==== TEXTO APRESENTADO ====

Das coisas que você não vê

Muita coisa tem acontecido fora do alcance dos seus olhos desde que o ano começou. Você perdeu muita coisa.

Entendo.

Há histórias mais interessantes. Pessoas mais interessantes. Melhor entretenimento.

Entendo mesmo.

Mas entendo com melancolia. Gostaria de poder compartilhar esse mundo tão novo que se desvela para mim e o quanto eu me sinto tão diferente da pessoa que você conheceu.

Você nem teve a oportunidade de notar toda essa diferença. E, na verdade, nem sei se você gostaria dela. Talvez não. Mas não saberemos. Muita vida tem acontecido por aqui. Muita vida na sua ausência.

Queria te contar dos meus companheiros de trabalho e do quanto é angustiante ter sempre companheiros de trabalho. Se eu já não soubesse, agora estaria descobrindo que conviver é uma tarefa dificílima para mim. Eu fui tão só por tanto tempo que desaprendi a não sê-lo.

Toda hora quero te contar o quanto eu queria poder ficar em silêncio, perdida em meu mundo. Não posso. Não cai bem. É preciso interagir. Queria poder compartilhar isso e queria poder ouvir o que você teria a dizer para negar minha afirmação. 

Queria te falar que quase sempre estou em paz e que não sabia que isso era possível, porque minha mente faz barulho constante desde a minha infância. Mas agora ela tem muitas horas de silêncio.

==== REGISTROS EXTRAÍDOS ====

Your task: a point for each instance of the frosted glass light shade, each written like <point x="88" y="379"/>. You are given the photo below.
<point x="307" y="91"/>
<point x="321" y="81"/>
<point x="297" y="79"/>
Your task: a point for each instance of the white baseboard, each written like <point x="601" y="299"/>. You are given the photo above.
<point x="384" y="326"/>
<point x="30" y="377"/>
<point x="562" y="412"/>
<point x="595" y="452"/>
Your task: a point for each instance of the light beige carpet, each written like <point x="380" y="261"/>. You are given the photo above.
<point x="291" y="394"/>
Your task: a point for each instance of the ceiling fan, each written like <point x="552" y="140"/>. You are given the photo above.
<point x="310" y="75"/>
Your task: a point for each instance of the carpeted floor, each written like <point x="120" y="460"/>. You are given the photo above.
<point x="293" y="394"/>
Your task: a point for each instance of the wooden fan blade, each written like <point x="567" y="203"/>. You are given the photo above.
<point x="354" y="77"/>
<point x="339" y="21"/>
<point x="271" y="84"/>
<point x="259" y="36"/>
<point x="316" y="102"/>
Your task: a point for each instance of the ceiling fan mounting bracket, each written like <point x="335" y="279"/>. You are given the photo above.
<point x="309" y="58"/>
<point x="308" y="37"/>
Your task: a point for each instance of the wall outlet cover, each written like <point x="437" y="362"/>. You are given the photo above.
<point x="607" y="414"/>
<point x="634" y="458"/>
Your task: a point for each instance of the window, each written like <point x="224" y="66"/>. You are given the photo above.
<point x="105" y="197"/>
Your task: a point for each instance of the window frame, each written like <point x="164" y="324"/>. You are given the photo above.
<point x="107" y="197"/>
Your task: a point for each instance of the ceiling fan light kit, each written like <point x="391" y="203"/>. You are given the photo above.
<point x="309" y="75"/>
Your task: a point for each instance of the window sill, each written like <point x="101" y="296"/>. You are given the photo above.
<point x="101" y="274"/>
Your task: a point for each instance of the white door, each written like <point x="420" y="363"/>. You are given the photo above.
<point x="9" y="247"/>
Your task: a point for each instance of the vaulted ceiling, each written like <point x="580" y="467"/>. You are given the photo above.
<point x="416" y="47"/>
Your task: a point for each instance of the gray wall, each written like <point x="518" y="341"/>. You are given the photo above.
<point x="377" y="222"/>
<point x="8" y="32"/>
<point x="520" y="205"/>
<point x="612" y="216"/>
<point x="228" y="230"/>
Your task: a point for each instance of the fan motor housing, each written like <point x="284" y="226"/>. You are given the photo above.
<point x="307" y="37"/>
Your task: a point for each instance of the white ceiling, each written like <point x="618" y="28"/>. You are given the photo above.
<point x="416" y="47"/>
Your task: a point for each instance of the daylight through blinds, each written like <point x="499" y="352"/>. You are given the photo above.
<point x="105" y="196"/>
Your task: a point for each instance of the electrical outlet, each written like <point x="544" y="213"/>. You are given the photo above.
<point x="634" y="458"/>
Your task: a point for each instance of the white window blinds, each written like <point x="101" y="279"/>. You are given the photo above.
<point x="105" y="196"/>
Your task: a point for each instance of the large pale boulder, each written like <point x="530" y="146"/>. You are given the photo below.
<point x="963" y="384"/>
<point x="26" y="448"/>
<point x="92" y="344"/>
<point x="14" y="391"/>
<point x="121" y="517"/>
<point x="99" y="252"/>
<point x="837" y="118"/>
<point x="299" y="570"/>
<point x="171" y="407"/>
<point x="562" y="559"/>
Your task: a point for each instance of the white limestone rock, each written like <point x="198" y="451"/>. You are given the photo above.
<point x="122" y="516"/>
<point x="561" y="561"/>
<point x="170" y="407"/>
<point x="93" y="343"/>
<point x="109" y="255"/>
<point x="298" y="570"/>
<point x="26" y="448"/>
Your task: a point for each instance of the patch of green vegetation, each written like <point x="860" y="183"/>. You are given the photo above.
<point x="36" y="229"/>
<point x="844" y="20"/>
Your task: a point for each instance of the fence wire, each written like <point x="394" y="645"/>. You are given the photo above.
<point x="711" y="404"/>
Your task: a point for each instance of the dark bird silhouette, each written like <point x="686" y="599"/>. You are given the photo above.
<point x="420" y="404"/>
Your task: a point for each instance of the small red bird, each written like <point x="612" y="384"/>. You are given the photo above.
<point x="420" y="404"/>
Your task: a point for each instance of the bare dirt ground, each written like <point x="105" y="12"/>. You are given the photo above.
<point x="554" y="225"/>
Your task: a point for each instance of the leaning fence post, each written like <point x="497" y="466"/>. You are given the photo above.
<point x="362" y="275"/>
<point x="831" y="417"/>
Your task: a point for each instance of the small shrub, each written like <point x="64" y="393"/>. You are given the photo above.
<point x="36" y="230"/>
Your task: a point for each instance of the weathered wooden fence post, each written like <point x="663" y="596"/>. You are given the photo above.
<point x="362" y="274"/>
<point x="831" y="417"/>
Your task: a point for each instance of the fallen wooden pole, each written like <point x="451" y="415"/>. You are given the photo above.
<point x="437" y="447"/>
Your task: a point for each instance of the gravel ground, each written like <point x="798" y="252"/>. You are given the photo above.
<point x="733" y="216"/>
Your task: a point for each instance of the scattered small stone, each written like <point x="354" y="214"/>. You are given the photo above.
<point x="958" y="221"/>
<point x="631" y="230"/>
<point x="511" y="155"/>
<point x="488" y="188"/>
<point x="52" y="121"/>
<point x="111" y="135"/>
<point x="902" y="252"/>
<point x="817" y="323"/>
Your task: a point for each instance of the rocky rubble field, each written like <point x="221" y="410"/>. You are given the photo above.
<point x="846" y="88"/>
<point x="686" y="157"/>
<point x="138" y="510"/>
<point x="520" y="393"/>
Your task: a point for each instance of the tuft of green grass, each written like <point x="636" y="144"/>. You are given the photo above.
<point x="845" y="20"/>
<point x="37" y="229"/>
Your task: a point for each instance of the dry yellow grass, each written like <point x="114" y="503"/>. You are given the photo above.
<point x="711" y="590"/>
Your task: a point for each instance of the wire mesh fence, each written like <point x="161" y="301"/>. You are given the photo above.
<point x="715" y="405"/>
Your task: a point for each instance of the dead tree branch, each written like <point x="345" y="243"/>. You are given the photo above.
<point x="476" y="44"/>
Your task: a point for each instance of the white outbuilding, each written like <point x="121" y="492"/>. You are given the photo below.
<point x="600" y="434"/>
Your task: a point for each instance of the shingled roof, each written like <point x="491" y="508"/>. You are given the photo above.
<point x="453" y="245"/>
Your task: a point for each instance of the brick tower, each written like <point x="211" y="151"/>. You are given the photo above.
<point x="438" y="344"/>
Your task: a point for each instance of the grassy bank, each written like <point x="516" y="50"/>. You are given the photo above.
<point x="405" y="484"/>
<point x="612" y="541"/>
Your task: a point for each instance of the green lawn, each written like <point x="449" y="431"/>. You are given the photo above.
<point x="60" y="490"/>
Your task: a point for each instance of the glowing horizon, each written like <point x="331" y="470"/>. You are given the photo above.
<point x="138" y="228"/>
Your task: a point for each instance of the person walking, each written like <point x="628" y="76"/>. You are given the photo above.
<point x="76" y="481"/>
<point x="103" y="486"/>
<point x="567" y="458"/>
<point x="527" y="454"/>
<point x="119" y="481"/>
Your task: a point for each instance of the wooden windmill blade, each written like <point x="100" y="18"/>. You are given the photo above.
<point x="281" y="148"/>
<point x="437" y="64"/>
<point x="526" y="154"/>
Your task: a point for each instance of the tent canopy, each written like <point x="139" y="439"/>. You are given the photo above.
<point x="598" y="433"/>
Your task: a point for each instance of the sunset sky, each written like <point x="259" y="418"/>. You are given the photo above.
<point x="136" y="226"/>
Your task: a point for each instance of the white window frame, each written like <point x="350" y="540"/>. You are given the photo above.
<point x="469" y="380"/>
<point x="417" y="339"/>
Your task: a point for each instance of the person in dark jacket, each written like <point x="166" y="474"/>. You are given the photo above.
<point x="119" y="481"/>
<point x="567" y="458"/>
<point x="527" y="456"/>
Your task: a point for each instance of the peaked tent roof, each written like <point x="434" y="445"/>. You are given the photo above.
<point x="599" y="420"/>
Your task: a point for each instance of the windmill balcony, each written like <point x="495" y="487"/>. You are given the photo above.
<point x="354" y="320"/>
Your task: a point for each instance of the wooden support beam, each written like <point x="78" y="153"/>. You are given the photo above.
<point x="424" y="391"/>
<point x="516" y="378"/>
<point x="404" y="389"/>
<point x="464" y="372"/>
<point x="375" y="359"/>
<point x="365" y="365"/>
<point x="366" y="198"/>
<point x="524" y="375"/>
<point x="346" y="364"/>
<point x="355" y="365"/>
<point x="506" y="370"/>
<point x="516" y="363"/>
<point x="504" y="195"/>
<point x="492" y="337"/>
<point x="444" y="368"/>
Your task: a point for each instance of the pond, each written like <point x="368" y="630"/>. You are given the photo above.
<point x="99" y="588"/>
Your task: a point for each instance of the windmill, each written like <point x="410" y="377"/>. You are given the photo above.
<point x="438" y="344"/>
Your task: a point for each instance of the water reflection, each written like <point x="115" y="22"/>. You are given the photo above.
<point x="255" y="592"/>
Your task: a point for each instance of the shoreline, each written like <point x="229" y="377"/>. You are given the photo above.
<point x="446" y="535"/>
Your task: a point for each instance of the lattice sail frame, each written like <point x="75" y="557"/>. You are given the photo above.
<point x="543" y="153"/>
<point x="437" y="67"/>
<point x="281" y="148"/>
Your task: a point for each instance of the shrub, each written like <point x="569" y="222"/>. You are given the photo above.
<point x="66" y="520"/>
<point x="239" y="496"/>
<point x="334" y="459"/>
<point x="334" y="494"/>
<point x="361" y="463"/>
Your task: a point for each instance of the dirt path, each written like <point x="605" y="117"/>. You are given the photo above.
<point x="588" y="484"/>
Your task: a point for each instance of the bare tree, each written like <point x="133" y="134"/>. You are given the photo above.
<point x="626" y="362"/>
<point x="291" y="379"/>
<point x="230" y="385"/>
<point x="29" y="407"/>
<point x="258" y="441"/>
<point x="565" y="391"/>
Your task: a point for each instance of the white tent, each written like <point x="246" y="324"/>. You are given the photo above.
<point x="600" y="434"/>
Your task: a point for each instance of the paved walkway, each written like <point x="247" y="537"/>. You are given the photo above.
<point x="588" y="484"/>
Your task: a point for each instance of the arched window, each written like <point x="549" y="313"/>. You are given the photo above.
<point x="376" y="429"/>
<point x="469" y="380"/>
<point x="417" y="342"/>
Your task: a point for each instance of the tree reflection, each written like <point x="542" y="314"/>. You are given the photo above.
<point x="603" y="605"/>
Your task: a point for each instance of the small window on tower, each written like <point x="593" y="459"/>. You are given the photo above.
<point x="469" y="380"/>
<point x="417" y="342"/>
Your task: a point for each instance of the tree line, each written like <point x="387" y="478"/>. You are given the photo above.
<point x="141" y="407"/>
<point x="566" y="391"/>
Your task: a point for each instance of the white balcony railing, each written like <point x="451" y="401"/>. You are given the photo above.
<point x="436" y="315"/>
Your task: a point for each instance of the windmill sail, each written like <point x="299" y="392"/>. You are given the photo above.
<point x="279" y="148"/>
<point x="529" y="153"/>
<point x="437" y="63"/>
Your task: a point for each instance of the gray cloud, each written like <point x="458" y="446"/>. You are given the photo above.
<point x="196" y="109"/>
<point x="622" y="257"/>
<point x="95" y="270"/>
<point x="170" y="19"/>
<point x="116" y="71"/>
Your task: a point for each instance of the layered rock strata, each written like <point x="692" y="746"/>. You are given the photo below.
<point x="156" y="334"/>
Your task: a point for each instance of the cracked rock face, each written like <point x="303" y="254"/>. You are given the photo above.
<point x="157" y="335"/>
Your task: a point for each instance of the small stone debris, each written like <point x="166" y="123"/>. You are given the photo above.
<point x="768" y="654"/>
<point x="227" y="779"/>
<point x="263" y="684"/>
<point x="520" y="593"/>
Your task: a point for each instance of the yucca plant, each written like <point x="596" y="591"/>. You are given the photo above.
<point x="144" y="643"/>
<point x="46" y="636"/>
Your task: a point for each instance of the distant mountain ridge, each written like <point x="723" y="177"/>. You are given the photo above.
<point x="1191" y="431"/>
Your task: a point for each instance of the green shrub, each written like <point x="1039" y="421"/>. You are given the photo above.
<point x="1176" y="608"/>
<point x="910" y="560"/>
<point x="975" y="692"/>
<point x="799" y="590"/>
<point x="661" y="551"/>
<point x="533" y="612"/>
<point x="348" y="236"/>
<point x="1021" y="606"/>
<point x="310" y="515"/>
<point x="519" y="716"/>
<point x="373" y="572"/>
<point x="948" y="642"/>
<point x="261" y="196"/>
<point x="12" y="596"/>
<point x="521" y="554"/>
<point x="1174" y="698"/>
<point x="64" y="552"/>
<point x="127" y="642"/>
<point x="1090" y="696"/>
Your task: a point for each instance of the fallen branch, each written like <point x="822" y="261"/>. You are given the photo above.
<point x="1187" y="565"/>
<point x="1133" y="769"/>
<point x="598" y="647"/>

====

### PARTES DO EXERCÍCIO
**1)** Traduza para o inglês esta frase do texto apresentado: "Eu fui tão só por tanto tempo que desaprendi a não sê-lo."
**2)** Imprima, sem alterações, o trecho do texto apresentado que começa nas palavras que contêm "Você nem teve" e termina em "a não sê-lo.".
**3)** Prossiga com o texto sobre tudo o que acontece longe dos olhos de quem está ausente, a partir do ponto em que ele para.

### RESPOSTAS POR TAREFA
**1)** I was alone for so long that I unlearned how not to be.

**2)**
Você nem teve a oportunidade de notar toda essa diferença. E, na verdade, nem sei se você gostaria dela. Talvez não. Mas não saberemos. Muita vida tem acontecido por aqui. Muita vida na sua ausência.

Queria te contar dos meus companheiros de trabalho e do quanto é angustiante ter sempre companheiros de trabalho. Se eu já não soubesse, agora estaria descobrindo que conviver é uma tarefa dificílima para mim. Eu fui tão só por tanto tempo que desaprendi a não sê-lo.

**3)**
Também queria te contar que quase sempre estou com sono. Outra grande novidade.

Enquanto vejo o amor morrer, sinto sua falta na minha rotina. No caos completo que se tornou meu cotidiano agora que há uma rotina nele. (Meu cérebro e meu tempo ficam totalmente desordenados e eu não dou conta. A desordem temporal me permite organizar melhor.) Você não sabe disso e não terá como saber. 

Queria te contar meus planos. Ouvir os seus. Falar bobagens sobre a humanidade. Discutir a política que já não consigo acompanhar e agenda cheia de itens que não consigo riscar. Fazer a manutenção dos afetos. Ganhar um abraço.

Eu queria te falar que te amo. Mas a verdade é que nem você está aqui para ouvir isso, nem está aqui para garantir que o amor ainda exista. Queria te falar que meu karma é você ir embora sem despedidas e me deixar perdida. Depois te dizer que karma não existe e começar a discutir filosofia barata e senso comum sobre religião.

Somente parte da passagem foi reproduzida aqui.